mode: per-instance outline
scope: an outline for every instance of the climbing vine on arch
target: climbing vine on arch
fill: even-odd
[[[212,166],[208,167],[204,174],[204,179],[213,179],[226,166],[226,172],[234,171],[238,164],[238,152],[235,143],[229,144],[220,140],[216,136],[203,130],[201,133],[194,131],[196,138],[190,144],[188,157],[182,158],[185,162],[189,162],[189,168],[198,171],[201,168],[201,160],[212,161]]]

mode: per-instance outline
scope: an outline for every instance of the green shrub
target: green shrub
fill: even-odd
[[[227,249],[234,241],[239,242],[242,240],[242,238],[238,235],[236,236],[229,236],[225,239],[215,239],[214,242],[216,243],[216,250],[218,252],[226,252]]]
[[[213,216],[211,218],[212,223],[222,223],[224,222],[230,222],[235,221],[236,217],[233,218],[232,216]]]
********************
Copy the rows above, substituting "nonzero" for each occurrence of "even-odd" and leaving everything else as it is.

mode: per-instance outline
scope: an outline for every instance of the climbing vine on arch
target: climbing vine on arch
fill: nonzero
[[[212,166],[208,167],[204,174],[204,179],[213,179],[226,166],[226,172],[234,171],[238,164],[238,152],[235,143],[229,144],[220,140],[216,136],[203,130],[201,133],[194,131],[196,138],[190,144],[188,157],[182,158],[185,162],[189,162],[189,168],[198,171],[201,168],[201,160],[212,161]]]

mode: per-instance outline
scope: an outline for every instance of the green shrub
target: green shrub
fill: nonzero
[[[227,249],[234,241],[239,242],[242,240],[242,238],[238,235],[236,236],[229,236],[225,239],[215,239],[214,242],[216,243],[216,250],[218,252],[226,252]]]
[[[213,216],[211,218],[212,223],[222,223],[224,222],[230,222],[235,221],[236,217],[233,218],[232,216]]]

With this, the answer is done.